WHAT YOU WILL DO
Reproduce the listing below word for word, from the line containing "Task: tag every instance of the parked" through the end of the listing, both ends included. Leave the pictures out of your answer.

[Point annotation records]
[Begin]
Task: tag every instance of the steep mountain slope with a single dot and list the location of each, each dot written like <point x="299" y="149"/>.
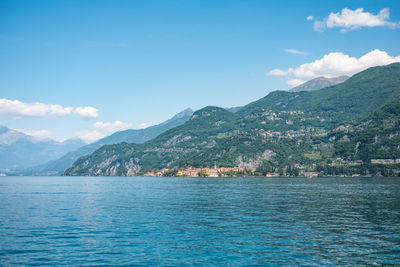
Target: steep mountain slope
<point x="283" y="132"/>
<point x="319" y="83"/>
<point x="359" y="95"/>
<point x="18" y="150"/>
<point x="58" y="166"/>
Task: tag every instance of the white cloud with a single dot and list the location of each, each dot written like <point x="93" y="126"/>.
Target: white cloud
<point x="336" y="64"/>
<point x="90" y="135"/>
<point x="277" y="72"/>
<point x="35" y="133"/>
<point x="295" y="51"/>
<point x="295" y="82"/>
<point x="143" y="125"/>
<point x="87" y="112"/>
<point x="111" y="126"/>
<point x="348" y="19"/>
<point x="37" y="109"/>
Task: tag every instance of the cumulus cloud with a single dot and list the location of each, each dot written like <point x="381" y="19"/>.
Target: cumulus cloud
<point x="295" y="82"/>
<point x="112" y="126"/>
<point x="36" y="133"/>
<point x="336" y="64"/>
<point x="143" y="125"/>
<point x="87" y="112"/>
<point x="295" y="51"/>
<point x="90" y="135"/>
<point x="348" y="20"/>
<point x="37" y="109"/>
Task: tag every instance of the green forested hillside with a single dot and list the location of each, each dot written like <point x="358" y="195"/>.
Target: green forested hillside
<point x="335" y="130"/>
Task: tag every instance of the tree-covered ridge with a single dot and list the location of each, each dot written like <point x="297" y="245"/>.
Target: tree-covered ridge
<point x="336" y="130"/>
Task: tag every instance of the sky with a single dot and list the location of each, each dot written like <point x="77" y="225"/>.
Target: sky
<point x="89" y="68"/>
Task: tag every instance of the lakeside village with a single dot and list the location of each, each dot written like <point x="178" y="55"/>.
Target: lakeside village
<point x="346" y="169"/>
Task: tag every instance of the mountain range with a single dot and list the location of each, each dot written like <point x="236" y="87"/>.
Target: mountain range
<point x="19" y="150"/>
<point x="351" y="128"/>
<point x="59" y="165"/>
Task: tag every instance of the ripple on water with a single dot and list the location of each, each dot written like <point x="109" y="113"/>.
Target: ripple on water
<point x="196" y="221"/>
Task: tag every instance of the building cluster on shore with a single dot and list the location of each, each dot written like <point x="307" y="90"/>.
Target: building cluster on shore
<point x="200" y="172"/>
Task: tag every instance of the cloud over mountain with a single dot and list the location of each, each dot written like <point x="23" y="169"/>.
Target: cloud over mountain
<point x="348" y="20"/>
<point x="37" y="109"/>
<point x="335" y="64"/>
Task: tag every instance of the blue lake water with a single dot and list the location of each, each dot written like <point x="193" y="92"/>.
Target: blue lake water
<point x="199" y="221"/>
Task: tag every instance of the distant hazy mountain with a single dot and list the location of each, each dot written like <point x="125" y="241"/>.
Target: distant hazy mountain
<point x="138" y="136"/>
<point x="337" y="130"/>
<point x="319" y="83"/>
<point x="19" y="150"/>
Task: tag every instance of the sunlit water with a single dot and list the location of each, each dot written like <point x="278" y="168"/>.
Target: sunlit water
<point x="199" y="221"/>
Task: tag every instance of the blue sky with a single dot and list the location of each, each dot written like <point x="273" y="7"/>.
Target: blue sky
<point x="141" y="62"/>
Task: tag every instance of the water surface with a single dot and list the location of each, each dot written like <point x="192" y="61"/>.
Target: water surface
<point x="199" y="221"/>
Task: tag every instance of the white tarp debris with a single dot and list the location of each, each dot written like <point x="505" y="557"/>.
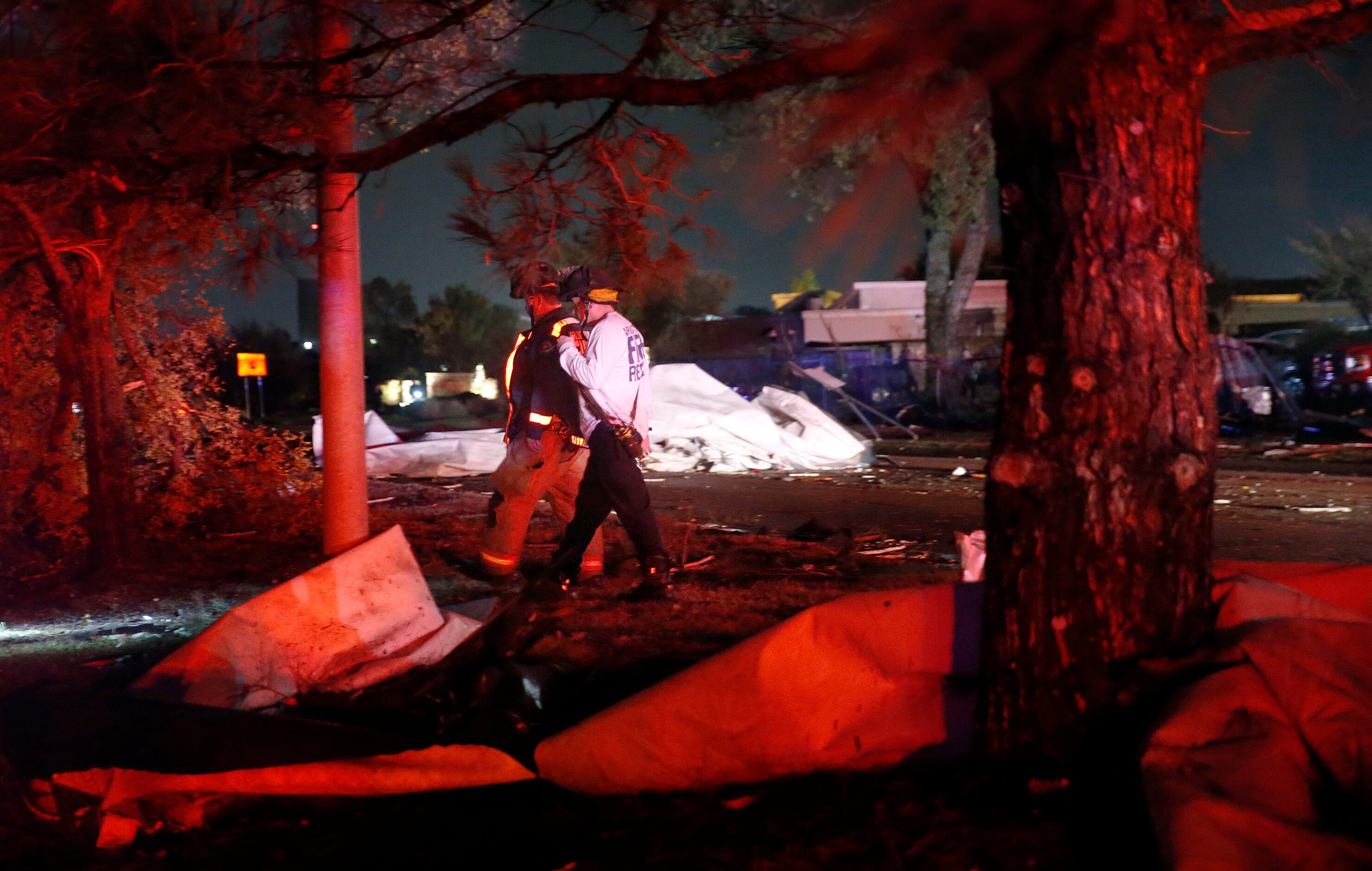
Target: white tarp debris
<point x="434" y="455"/>
<point x="700" y="423"/>
<point x="356" y="621"/>
<point x="972" y="552"/>
<point x="132" y="801"/>
<point x="851" y="684"/>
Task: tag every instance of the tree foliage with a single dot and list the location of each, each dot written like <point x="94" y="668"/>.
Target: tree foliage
<point x="1342" y="260"/>
<point x="464" y="328"/>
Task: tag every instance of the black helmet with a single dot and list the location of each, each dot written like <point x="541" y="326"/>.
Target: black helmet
<point x="589" y="283"/>
<point x="533" y="279"/>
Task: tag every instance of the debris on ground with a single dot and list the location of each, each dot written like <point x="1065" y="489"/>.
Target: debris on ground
<point x="356" y="621"/>
<point x="1253" y="763"/>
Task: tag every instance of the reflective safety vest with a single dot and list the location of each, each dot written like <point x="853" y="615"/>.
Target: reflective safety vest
<point x="541" y="394"/>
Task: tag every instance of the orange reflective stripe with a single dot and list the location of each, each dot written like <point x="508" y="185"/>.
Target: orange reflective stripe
<point x="510" y="375"/>
<point x="500" y="562"/>
<point x="510" y="363"/>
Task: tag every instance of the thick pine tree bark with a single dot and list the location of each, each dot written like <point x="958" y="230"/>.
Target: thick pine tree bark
<point x="342" y="376"/>
<point x="1101" y="489"/>
<point x="109" y="457"/>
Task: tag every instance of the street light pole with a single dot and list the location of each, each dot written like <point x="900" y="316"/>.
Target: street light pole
<point x="342" y="393"/>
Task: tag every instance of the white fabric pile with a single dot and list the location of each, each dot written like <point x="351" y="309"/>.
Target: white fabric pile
<point x="700" y="423"/>
<point x="361" y="618"/>
<point x="434" y="455"/>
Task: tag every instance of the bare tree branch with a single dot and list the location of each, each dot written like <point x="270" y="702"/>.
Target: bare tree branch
<point x="1278" y="33"/>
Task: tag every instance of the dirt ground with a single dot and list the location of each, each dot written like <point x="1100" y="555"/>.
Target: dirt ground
<point x="593" y="649"/>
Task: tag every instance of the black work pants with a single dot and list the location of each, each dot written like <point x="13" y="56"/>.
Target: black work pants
<point x="613" y="482"/>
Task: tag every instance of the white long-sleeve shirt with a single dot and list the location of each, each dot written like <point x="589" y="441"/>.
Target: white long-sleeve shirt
<point x="614" y="371"/>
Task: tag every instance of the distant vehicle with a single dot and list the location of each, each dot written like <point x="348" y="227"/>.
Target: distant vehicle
<point x="1285" y="361"/>
<point x="1341" y="379"/>
<point x="1288" y="338"/>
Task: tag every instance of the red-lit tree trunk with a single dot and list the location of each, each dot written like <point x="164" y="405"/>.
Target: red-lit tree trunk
<point x="84" y="298"/>
<point x="342" y="379"/>
<point x="1099" y="497"/>
<point x="112" y="526"/>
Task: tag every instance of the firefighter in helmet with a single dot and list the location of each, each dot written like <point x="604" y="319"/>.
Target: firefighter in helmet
<point x="545" y="453"/>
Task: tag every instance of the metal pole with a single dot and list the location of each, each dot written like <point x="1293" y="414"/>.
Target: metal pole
<point x="342" y="390"/>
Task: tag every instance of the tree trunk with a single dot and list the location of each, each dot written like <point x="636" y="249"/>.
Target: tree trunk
<point x="1102" y="475"/>
<point x="969" y="265"/>
<point x="938" y="269"/>
<point x="109" y="457"/>
<point x="342" y="376"/>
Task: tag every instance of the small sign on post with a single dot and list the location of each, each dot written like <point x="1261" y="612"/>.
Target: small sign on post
<point x="253" y="365"/>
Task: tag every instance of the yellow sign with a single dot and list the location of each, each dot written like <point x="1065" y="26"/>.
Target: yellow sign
<point x="251" y="364"/>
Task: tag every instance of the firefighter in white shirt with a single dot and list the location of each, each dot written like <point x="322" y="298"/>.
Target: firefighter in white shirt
<point x="547" y="455"/>
<point x="617" y="403"/>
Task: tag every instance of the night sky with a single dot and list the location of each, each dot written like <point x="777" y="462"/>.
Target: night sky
<point x="1305" y="162"/>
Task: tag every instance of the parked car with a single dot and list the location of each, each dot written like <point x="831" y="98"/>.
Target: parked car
<point x="1341" y="379"/>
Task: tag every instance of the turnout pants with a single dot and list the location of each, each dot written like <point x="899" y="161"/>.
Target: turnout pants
<point x="551" y="468"/>
<point x="613" y="482"/>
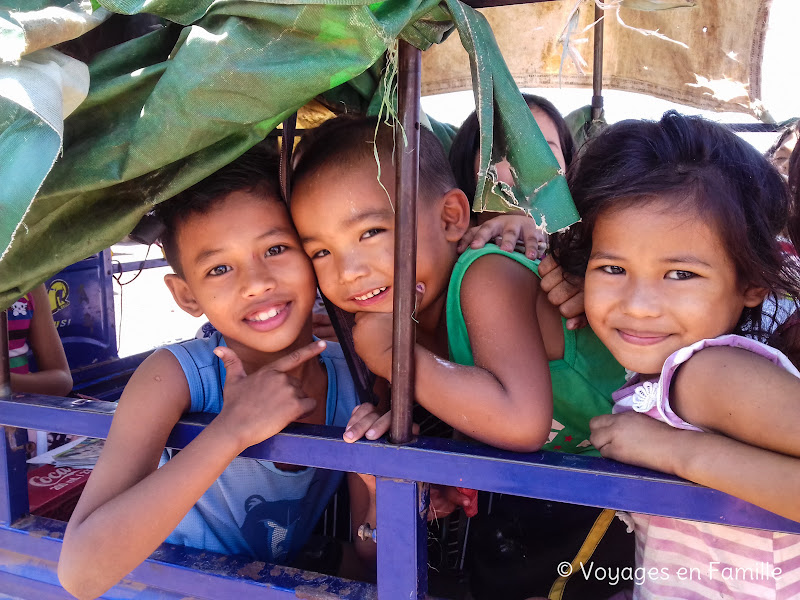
[End]
EXERCISE ANSWER
Task: tag every instance of the parked car with a single dot and list the location of each, each dot written like <point x="831" y="98"/>.
Target: parked car
<point x="1341" y="379"/>
Task: tag every instance of the turnout pants with a single dot and list the location of each, each dot written like <point x="899" y="161"/>.
Target: turnout pants
<point x="551" y="468"/>
<point x="613" y="482"/>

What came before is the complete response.